QUOTED PASSAGE:
= = = = =
Hey HN! After working on this for the last couple of months, we (Continue.dev) are finally releasing tab-autocomplete in beta. It is private, local, and secure, using Ollama, llama.cpp, or any other LLM provider. I'm even more excited about it being completely open-source, because it means I can share how we built it!
I've been sharing details on Twitter for the last month (summarized here: https://twitter.com/NateSesti/status/1763264142163808279), covering the following:
- A specific type of debouncing, and strategy for re-using streamed requests
- How we use the Language Server Protocol to surgically include important context
- Using tree-sitter to calculate the "AST Path", an abstraction with many uses
- Truncation: how we decide to stop early, complete multiple lines, and generally avoid mistaken artifacts
- Jaccard similarity as a method of searching over and ranking recently edited ranges / files
I will continue to share as we improve, so feel free to follow along. I'll also be compiling all of this into a more well-formatted blog post in the future!
Inspired by the "Copilot Internals" post from a year ago (https://news.ycombinator.com/item?id=34032872), I’ll be sharing live updates, clear explanations, and non-obfuscated code.
---
...and one more thing: we've exposed a handful of options that let you customize your experience. You can alter:
- the model
- stop words
- all numerical parameters / thresholds used for retrieval and prompt construction
- the prompt template
- whether to complete multiple lines, or only one at a time
- and a bit more (https://github.com/continuedev/continue/blob/0445b489408f0e7...)
This lets each individual make their own preferred trade-off between speed, accuracy, and other factors.
I tried:
- Continue.dev with local DeepSeek: couldn't get it to work with CUDA easily and my Python experience is close to zero. After over an hour of debugging wild errors and issues I ran into a library that wasn't compiled with CUDA support (which auto-downloaded from the requirements-file) and refused to work, so I gave up.
= = = = =
Dataset entries:
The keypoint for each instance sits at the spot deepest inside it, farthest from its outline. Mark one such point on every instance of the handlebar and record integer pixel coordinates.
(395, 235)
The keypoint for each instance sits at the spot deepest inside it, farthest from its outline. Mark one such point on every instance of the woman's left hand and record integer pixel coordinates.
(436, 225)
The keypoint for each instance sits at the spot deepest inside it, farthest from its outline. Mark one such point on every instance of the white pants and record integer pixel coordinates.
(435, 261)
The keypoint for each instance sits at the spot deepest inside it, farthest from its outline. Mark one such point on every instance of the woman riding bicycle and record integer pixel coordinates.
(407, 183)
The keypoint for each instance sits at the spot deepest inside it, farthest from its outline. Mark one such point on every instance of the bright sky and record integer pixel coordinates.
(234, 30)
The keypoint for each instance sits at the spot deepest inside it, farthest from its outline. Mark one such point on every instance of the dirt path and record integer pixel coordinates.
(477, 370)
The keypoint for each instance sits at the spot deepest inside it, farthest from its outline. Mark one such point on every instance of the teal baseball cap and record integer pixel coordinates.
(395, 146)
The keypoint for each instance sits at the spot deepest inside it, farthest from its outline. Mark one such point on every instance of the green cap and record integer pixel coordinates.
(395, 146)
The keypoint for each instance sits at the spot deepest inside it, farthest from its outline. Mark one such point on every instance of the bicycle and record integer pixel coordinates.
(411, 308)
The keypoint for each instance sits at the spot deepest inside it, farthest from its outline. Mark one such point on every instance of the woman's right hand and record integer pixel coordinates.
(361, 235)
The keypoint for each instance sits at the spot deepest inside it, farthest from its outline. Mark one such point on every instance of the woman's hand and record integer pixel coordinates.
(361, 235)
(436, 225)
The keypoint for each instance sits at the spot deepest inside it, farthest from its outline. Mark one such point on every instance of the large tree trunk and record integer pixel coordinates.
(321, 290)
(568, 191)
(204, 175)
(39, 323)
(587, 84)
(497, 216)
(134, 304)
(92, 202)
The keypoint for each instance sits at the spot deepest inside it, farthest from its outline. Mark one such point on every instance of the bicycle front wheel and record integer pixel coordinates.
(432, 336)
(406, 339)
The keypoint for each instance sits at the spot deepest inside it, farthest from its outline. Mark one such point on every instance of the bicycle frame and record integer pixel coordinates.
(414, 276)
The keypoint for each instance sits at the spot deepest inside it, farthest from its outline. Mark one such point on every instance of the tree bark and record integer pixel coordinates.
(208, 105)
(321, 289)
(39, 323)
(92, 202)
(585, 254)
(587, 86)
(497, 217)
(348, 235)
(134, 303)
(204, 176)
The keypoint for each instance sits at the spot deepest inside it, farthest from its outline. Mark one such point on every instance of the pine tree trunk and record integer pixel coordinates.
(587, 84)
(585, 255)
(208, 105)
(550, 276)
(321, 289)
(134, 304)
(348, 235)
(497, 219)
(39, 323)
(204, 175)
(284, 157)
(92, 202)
= = = = =
DIRECTIONS:
• A. Answer these from the tab-autocomplete thread:
(i) What method is used to search over and rank recently edited ranges or files?
(ii) What tool is used to calculate the "AST Path"?
(iii) Which programming language does the reply that starts "I tried:" say the writer has almost no experience with?
• B. Carry on the tab-autocomplete thread, starting after its last sentence.

PER-TASK ANSWERS:
• A.
(i) Jaccard similarity
(ii) tree-sitter
(iii) Python

• B.
- Continue.dev with GPT-4 (latest preview which should be less lazy): Still very lazy and slow, and I got tired of having to copy/paste (well, there's a hotkey) everything into the chat window and then missing context. And it preferred giving recommendations over actual code, even when directly instructed to write something.
- Codeium.dev: This seemed very promising right out of the box, but then it started recommending Python code in the middle of a C# project, despite being context aware. I wasn't able to get any useful C# out of it, but it is also not listed in the supported language section so perhaps I should have known better.
- Github Copilot: As a paid premium product and all the hype surrounding it I expected something better here, but it was even worse than Continue.dev with GPT-4. It was incredibly lazy, just gave textual answers instead of code or broad recommendations on how to fix something, or just repeaded what I asked (please provide a method to handle both these cases to remove duplicate code -> oh yes you can indeed write a generic method to handle both these cases; but no actual code, just confirming that it was possible).
Either I did something horrible wrong, or C# is entirely out of scope in these projects, or all the hype is.. People that got lucky? I have no idea. But I was heavily disappointed with my first experiences with this.